Even though, the parties did not conclude a treaty in the precontractual relationship, they still got into the negotiations aiming at making a treaty and do not exactly fall into the group of “relationships to everyone” due to the closer relationship in the negotiations.32 Instead, a mutual reliance between the parties will be established and the parties might suffer damages due to the breach of this reliance. As was also discussed in class, the application of regulations of the tort law leads to inequitable results33 or fidelity losses are not getting compensated if tort law is not applicable. Therefore, legal orders are in the role of developing a just legal institute to balance out the weaknesses of the tort law to protect the weaker party in the precontractual phase. First of all, the legal institute is supposed to secure the fundamental values of private civil law such as the confidence, the private autonomy and the functioning of the legal transactions but also individual interests such as the protection of assets and the freedom of decisions regarding legal transactions34 ; this is based on the existing expectations regarding honesty, loyalty and business ethics in legal transactions.35 The protection of the functioning of legal transactions protects individual interests in a long term and the individual protection of interests contributes to the stabilization of the legal system.36

Secondly, the trust can be damaged by terminating the negotiations, by violating information duties or by inducing an undesired treaty.37 The compensation of damages should be based on retributive justice to demonstrate the maximal equivalence of the same exchange transactions.38 Lastly, a legal institute needs to be found that respects the self-responsibility of the parties as the limit of the private autonomy and of unlimited confidence in the other party.39 Even though the private exchange of goods needs to be organized by the parties, the legal system has the duty to find means for a fair balance between the parties considering their individual strengths.40

2.4 Regulatory Framework

In the context of the regulatory framework, several aspects apart from the legal basis will be examined to display similarities and differences between the legal systems.
^^^^^^^^
## AIM:
Say whether each statement agrees with the passage on precontractual liability above, answering yes or no and quoting the deciding words.
1. Applying tort law rules in the precontractual phase can lead to inequitable results.
2. Compensation of damages should be based on distributive justice.
3. Organizing the private exchange of goods is the duty of the legal system.

(Data taken from a collection)
^^^^^^^^
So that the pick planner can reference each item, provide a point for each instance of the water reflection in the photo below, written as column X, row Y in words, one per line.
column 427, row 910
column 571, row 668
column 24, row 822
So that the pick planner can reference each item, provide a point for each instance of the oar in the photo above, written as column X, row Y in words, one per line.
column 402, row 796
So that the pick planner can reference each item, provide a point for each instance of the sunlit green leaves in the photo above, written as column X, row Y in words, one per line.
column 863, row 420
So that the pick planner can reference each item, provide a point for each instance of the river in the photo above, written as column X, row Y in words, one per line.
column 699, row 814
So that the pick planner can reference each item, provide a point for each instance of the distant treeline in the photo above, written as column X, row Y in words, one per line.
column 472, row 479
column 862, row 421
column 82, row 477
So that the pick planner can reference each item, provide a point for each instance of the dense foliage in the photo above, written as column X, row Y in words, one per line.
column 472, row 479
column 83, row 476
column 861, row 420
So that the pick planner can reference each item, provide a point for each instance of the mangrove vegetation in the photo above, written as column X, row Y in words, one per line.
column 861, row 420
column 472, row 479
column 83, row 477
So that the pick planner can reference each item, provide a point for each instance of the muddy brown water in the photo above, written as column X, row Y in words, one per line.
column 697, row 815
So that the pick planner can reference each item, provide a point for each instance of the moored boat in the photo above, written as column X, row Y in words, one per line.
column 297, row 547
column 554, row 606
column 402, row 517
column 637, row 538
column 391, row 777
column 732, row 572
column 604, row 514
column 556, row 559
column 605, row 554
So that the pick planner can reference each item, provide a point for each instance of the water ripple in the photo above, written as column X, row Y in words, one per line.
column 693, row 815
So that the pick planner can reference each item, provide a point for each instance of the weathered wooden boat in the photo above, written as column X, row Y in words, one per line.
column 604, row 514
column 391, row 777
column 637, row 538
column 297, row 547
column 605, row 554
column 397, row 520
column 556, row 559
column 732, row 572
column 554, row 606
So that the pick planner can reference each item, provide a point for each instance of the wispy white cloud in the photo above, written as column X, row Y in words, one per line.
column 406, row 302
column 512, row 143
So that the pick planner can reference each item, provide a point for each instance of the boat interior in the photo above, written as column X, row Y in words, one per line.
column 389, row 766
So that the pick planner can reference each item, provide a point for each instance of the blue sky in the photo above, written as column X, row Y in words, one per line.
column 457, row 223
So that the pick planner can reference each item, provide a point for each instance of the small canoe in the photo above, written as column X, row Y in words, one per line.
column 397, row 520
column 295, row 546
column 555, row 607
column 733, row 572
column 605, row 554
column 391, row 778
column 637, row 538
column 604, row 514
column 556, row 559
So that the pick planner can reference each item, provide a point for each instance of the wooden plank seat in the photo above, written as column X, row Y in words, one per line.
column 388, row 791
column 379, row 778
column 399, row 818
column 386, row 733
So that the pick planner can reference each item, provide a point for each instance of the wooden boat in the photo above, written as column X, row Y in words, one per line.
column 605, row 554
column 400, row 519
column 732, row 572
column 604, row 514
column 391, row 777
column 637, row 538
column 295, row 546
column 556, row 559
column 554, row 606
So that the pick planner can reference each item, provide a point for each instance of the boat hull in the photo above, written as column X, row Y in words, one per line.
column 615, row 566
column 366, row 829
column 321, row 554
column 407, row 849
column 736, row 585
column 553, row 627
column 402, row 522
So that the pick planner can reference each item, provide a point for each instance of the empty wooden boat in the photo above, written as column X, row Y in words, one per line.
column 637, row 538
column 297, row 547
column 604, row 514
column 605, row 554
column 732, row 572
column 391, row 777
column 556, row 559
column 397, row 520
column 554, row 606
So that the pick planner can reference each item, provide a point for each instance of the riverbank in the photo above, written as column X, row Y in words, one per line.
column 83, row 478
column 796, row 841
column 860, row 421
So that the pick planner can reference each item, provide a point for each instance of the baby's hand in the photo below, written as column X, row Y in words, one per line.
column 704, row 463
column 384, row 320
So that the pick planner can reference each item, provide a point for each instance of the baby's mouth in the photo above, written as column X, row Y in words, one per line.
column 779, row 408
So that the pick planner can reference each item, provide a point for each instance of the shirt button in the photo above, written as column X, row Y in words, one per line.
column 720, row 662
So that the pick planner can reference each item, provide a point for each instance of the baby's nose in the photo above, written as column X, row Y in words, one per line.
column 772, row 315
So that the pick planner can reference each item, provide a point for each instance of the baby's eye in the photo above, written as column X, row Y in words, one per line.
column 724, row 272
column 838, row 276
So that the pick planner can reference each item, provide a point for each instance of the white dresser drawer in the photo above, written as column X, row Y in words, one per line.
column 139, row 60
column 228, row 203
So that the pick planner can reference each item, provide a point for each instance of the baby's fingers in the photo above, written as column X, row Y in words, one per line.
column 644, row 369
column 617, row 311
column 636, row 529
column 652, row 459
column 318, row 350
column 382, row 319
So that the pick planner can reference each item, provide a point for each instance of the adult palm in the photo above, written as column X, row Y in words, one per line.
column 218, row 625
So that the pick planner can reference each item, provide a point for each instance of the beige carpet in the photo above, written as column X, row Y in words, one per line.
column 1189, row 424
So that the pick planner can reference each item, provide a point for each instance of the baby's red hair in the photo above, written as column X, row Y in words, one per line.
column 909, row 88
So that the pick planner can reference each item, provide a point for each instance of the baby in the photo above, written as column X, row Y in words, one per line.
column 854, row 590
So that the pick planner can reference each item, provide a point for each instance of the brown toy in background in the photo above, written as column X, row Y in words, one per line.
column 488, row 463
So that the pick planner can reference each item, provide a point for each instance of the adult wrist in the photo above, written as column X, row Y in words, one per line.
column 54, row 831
^^^^^^^^
## EXERCISE SOLUTION:
1. Yes: "the application of regulations of the tort law leads to inequitable results"
2. No: "The compensation of damages should be based on retributive justice"
3. No: "the private exchange of goods needs to be organized by the parties"